[Stored entries]
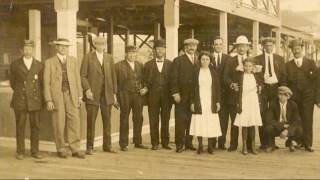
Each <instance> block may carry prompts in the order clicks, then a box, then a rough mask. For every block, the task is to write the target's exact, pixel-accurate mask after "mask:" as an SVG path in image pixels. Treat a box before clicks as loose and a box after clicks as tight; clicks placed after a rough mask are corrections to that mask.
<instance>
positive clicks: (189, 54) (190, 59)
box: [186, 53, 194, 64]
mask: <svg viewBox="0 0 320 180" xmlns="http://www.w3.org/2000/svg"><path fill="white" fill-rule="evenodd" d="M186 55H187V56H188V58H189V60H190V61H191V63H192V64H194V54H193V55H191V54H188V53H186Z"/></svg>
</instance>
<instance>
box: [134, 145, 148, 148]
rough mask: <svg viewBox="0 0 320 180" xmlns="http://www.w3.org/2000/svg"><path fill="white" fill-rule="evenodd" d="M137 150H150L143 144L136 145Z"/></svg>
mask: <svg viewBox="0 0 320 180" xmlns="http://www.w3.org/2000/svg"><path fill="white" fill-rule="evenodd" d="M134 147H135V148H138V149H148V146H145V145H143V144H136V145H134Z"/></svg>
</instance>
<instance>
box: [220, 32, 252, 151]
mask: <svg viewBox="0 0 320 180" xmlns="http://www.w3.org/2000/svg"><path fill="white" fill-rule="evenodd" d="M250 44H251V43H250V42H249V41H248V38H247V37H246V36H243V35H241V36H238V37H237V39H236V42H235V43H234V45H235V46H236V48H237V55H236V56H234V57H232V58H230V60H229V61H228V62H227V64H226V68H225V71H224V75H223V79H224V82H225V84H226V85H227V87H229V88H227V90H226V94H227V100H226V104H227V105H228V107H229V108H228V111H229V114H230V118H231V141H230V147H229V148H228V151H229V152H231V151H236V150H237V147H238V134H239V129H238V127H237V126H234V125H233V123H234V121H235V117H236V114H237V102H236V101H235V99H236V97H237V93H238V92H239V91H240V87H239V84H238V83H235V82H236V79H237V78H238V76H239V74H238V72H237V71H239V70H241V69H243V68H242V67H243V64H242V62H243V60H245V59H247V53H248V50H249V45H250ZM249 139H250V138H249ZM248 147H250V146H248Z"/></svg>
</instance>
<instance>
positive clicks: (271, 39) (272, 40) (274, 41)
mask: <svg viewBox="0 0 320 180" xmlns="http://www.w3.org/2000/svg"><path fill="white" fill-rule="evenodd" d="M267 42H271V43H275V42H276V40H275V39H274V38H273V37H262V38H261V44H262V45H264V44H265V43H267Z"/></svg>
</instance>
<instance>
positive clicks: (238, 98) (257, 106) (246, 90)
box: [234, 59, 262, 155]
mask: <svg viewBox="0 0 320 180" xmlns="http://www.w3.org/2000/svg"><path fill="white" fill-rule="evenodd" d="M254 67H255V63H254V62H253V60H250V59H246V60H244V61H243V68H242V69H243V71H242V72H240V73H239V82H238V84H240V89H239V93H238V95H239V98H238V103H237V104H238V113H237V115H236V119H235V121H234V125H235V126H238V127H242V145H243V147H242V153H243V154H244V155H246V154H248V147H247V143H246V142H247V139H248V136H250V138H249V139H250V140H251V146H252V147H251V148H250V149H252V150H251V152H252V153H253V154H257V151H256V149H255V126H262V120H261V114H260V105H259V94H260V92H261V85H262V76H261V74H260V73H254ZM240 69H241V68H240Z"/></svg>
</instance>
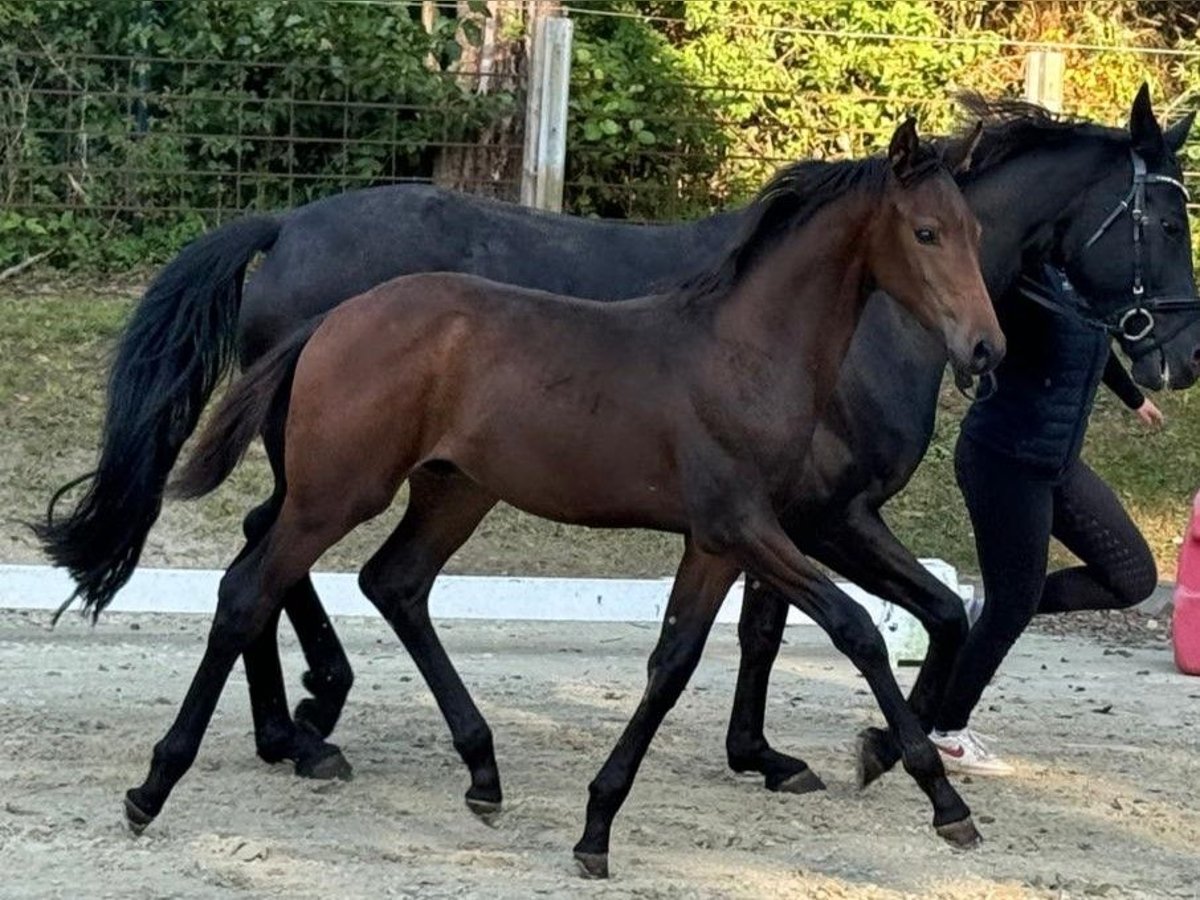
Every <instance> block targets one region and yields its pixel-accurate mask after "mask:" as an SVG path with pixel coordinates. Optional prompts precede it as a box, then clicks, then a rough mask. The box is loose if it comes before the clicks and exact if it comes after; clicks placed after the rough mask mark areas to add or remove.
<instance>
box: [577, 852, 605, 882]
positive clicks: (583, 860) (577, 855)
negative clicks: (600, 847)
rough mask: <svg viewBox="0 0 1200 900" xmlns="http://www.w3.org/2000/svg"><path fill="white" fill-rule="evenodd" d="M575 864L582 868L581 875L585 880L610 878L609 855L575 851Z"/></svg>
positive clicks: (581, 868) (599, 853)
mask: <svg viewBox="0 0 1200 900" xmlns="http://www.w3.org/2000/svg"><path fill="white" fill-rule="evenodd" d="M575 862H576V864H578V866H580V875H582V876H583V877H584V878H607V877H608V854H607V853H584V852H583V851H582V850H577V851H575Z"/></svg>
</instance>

### Problem
Your answer must be an exact transcription of the records above, minus the pictures.

### Output
Each <instance> block may carry prompts in the order clicks, then a box, then a rough mask. For every block, the task is to write the target's exact, pixel-accurate mask after "mask:" as an SVG path in image pixels. Treat a box before clicks as loose and a box after clicks as tight; clicks placed after a rough mask are corrections to that mask.
<instance>
positive clicks: (189, 54) (190, 59)
box: [186, 53, 194, 64]
mask: <svg viewBox="0 0 320 180" xmlns="http://www.w3.org/2000/svg"><path fill="white" fill-rule="evenodd" d="M186 55H187V56H188V58H189V60H190V61H191V63H192V64H194V54H193V55H191V54H188V53H186Z"/></svg>
</instance>
<instance>
box: [134, 145, 148, 148]
rough mask: <svg viewBox="0 0 320 180" xmlns="http://www.w3.org/2000/svg"><path fill="white" fill-rule="evenodd" d="M137 150H150L143 144L136 145Z"/></svg>
mask: <svg viewBox="0 0 320 180" xmlns="http://www.w3.org/2000/svg"><path fill="white" fill-rule="evenodd" d="M134 147H135V148H138V149H148V146H145V145H143V144H136V145H134Z"/></svg>
</instance>
<instance>
box: [220, 32, 252, 151]
mask: <svg viewBox="0 0 320 180" xmlns="http://www.w3.org/2000/svg"><path fill="white" fill-rule="evenodd" d="M250 44H251V43H250V42H249V41H248V38H247V37H246V36H243V35H241V36H238V37H237V39H236V42H235V43H234V45H235V46H236V48H237V55H236V56H234V57H232V58H230V60H229V61H228V62H227V64H226V68H225V71H224V75H223V79H224V82H225V84H226V85H227V87H229V88H227V90H226V94H227V100H226V104H227V105H228V107H229V108H228V111H229V114H230V118H231V141H230V147H229V148H228V151H229V152H231V151H236V150H237V147H238V134H239V129H238V127H237V126H234V125H233V123H234V121H235V117H236V114H237V102H236V101H235V99H236V97H237V93H238V92H239V91H240V87H239V84H238V83H235V82H236V79H237V78H238V76H239V74H238V72H237V71H239V70H241V69H243V68H242V67H243V64H242V62H243V60H245V59H247V53H248V50H249V45H250ZM249 139H250V138H249ZM248 147H250V146H248Z"/></svg>
</instance>
<instance>
positive clicks: (271, 39) (272, 40) (274, 41)
mask: <svg viewBox="0 0 320 180" xmlns="http://www.w3.org/2000/svg"><path fill="white" fill-rule="evenodd" d="M267 42H271V43H275V42H276V40H275V39H274V38H273V37H262V38H261V44H262V45H264V44H265V43H267Z"/></svg>
</instance>
<instance>
positive clicks: (238, 98) (257, 106) (246, 90)
box: [234, 59, 262, 155]
mask: <svg viewBox="0 0 320 180" xmlns="http://www.w3.org/2000/svg"><path fill="white" fill-rule="evenodd" d="M254 67H255V63H254V62H253V60H250V59H246V60H244V61H243V68H242V69H243V71H242V72H240V73H239V82H238V84H240V89H239V93H238V95H239V98H238V103H237V104H238V113H237V115H236V119H235V121H234V125H235V126H238V127H242V145H243V147H242V153H243V154H244V155H246V154H248V147H247V143H246V142H247V139H248V136H250V138H249V139H250V140H251V146H252V147H251V148H250V149H252V150H251V152H252V153H253V154H257V151H256V149H255V126H262V120H261V114H260V105H259V94H260V92H261V85H262V76H261V74H260V73H254ZM240 69H241V68H240Z"/></svg>
</instance>
Every <instance> block targets one region and yields its pixel-accurate mask after "mask:" as an SVG path with pixel coordinates. Optional prompts precede it as a box, then clicks, then a rough mask. The box is loose if it comes before the clicks and exact if it comes after; clicks placed after the rough mask mark areas to add or remove.
<instance>
box: [577, 852, 605, 882]
positive clicks: (583, 860) (577, 855)
negative clicks: (600, 847)
rough mask: <svg viewBox="0 0 1200 900" xmlns="http://www.w3.org/2000/svg"><path fill="white" fill-rule="evenodd" d="M575 864L582 868L581 875L585 880L610 878L609 855L575 851Z"/></svg>
positive clicks: (581, 868) (599, 853)
mask: <svg viewBox="0 0 1200 900" xmlns="http://www.w3.org/2000/svg"><path fill="white" fill-rule="evenodd" d="M575 862H576V864H578V866H580V875H582V876H583V877H584V878H607V877H608V854H607V853H584V852H583V851H582V850H577V851H575Z"/></svg>
</instance>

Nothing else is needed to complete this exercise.